▶ **What the exercise asks**
Reproduce the records below exactly as they appear.

··········

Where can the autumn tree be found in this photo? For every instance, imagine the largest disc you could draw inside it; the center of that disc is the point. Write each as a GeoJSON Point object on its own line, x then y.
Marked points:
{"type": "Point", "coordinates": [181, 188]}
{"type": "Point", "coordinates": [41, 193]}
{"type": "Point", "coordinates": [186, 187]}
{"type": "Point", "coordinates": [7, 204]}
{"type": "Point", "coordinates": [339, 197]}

··········

▶ **Reply to the task**
Where can the autumn tree be found in this photo? For every instance, imagine the largest disc you could draw inside it; the center of that disc is the point. Write each as a GeoJSON Point object on its own line, x then y.
Marked points:
{"type": "Point", "coordinates": [181, 188]}
{"type": "Point", "coordinates": [41, 193]}
{"type": "Point", "coordinates": [186, 187]}
{"type": "Point", "coordinates": [7, 204]}
{"type": "Point", "coordinates": [339, 197]}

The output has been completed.